> [Extract]:
South Korea: Where Cows Fear the Needle

Ever talked to someone who takes blood from cows for a living? I have.

Last year, I taught a English class to newly hired Incheon civil servants. Among them was a cool guy named "Iron" (정철). He majored in veterinary medicine and his job consists of traveling to farms all over the city, drawing blood from cows, and then taking the blood samples to a lab and having them tested for various diseases.

On Saturday, he got married. His wedding was held in a city (광주) about 4 hours drive away, so he chartered a bus to transport his coworkers and others who wanted to attend. Never one to turn down an opportunity to eat, I hopped on the bus.

If you've never traveled on a private bus in Korea, you've never lived. Though we departed around 7:30 AM, the alcohol was flowing before 8 AM (yes, sir, Koreans know how to party) and the tongues around me were magically loosened.

Almost all the people inside the bus were veterinarians employed by the government. I hit it off with one guy, whom I have nickednamed "Akina" (아끼나). Like my friend "Iron," he spends a lot of quality time with bovines. His line of work is not suitable for the fainthearted. Cows don't appreciate being poked with needles. Akina had to be taken to the emergency room one time when an angry cow smashed him against the side of a stall.

I asked him which part of the cows body is most suitable for extracting blood from. He said the portion right under the tail. I had no idea.

I asked him about the size of the farms. He said that the largest ones would have about 70-80 head of cattle, while the smallest ones would have one cow.

> [Task list]:
**A.** List the activities that make up Iron's job as the blog post about drawing blood from cows describes it.
**B.** In the blog post about drawing blood from cows, which part of a cow's body does Akina name as most suitable for extracting blood?
**C.** Carry on with the blog post about the bus trip to Iron's wedding, starting right after its last sentence.

> [Given data]:

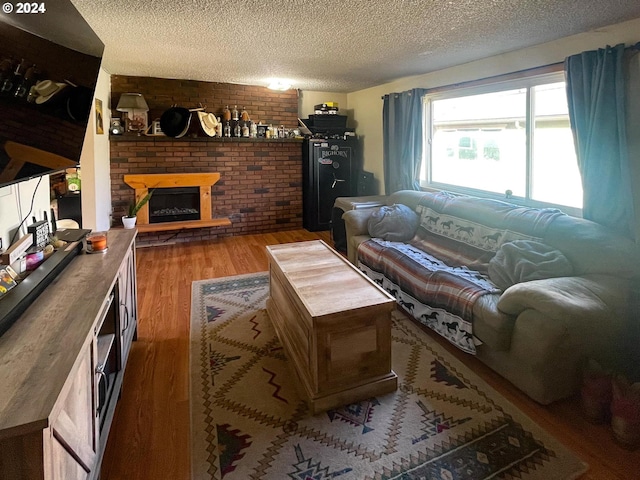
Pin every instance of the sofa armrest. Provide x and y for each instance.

> [Responses by item number]:
**A.**
- Traveling to farms all over the city
- Drawing blood from cows
- Taking the blood samples to a lab
- Having the samples tested for various diseases

**B.** The portion right under the tail.

**C.**
So then I asked, "Does the local government test every cow for disease or just a sampling of cows?" He informed me that Korean farmers do not give their cows antibiotics, so the government tests every single cow for disease. All. Of. Them.

Folks, I'm seriously impressed. South Korea has got its act together. It's true that there are no large farms here, and thus the production cost for all kinds if meat is quite high. Meat prices here are extremely high, some say the highest in the world. IMHO, that's a good thing both for public health and for the environment.

In comparison, I'm frightened by the state of the meat industry in the US. It just happens that the very weekend which I spent talking to Akina, my favorite journalist Nicholas Kristof wrote two sobering pieces about an outbreak of MRSA (methicillin-resistant Staphylococcus aureus) among pigs in Indiana.

Read it over your morning bacon and see if you feel the need to take some Pepto Bismal afterwards. The US, with its gigantic farms and unrestrained antibiotic usage, is ripe for this kind of outbreak. I'm worried.

4 comments:

  1. Since they tested every single cow, the Korean government does put a lot of money on food safety. Surely, people benefits from this policy, at the same time, they must live with the high price. I wonder if all common Koreans enjoy this expensive but definitely safe beef. Is there a balance point between the complete safety of food and the reasonable price? Or, is there other relatively economic way to guarantee the food safety?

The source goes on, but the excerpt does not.